■ Task instructions ■
Rewrite the records below, substituting "dot" for every "marker" and leaving everything else unchanged. Leave out the pictures.

■ Information shown ■
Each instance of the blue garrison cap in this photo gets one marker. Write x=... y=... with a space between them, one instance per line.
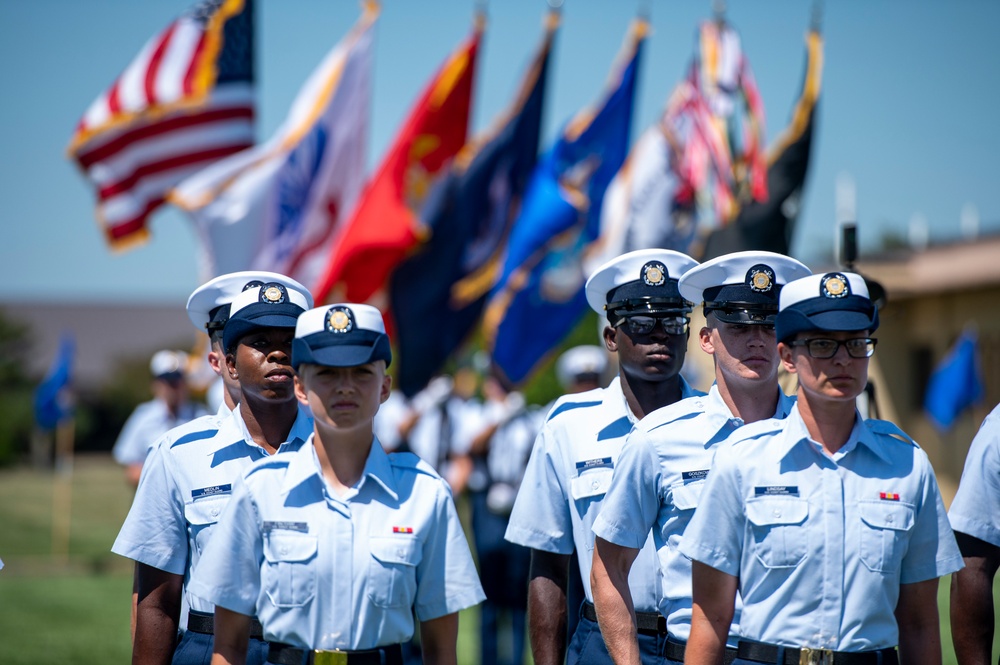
x=832 y=302
x=341 y=335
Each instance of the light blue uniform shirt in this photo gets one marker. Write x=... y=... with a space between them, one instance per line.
x=658 y=480
x=567 y=476
x=821 y=544
x=146 y=424
x=976 y=508
x=186 y=482
x=324 y=571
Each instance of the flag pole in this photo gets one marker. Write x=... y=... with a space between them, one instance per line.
x=62 y=500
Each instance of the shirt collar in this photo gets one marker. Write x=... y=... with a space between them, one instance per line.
x=235 y=428
x=796 y=432
x=626 y=410
x=304 y=465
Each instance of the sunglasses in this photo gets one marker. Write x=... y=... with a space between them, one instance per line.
x=644 y=324
x=821 y=347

■ Solution to this task ■
Each instance of the blue garrison cap in this photo gets one dot. Write x=... y=... with a space between them, one instance per line.
x=832 y=302
x=341 y=335
Each instance of the light blue uniform shirt in this photo gets one dot. Write x=... y=... with a space between them, one instance per line.
x=658 y=480
x=567 y=476
x=821 y=544
x=146 y=424
x=976 y=508
x=186 y=482
x=324 y=571
Each instance of the flag pole in this photo gets one dot. Write x=... y=... with a space between them, one instance per line.
x=62 y=500
Each instance of the shirt collar in this photo gets one dot. Write x=... y=... with a space between them, one instance per line.
x=235 y=428
x=796 y=432
x=626 y=410
x=304 y=465
Each instance of the sunglasses in this photo gets one dot. Write x=... y=... with a space between them, one instance per line.
x=644 y=324
x=821 y=347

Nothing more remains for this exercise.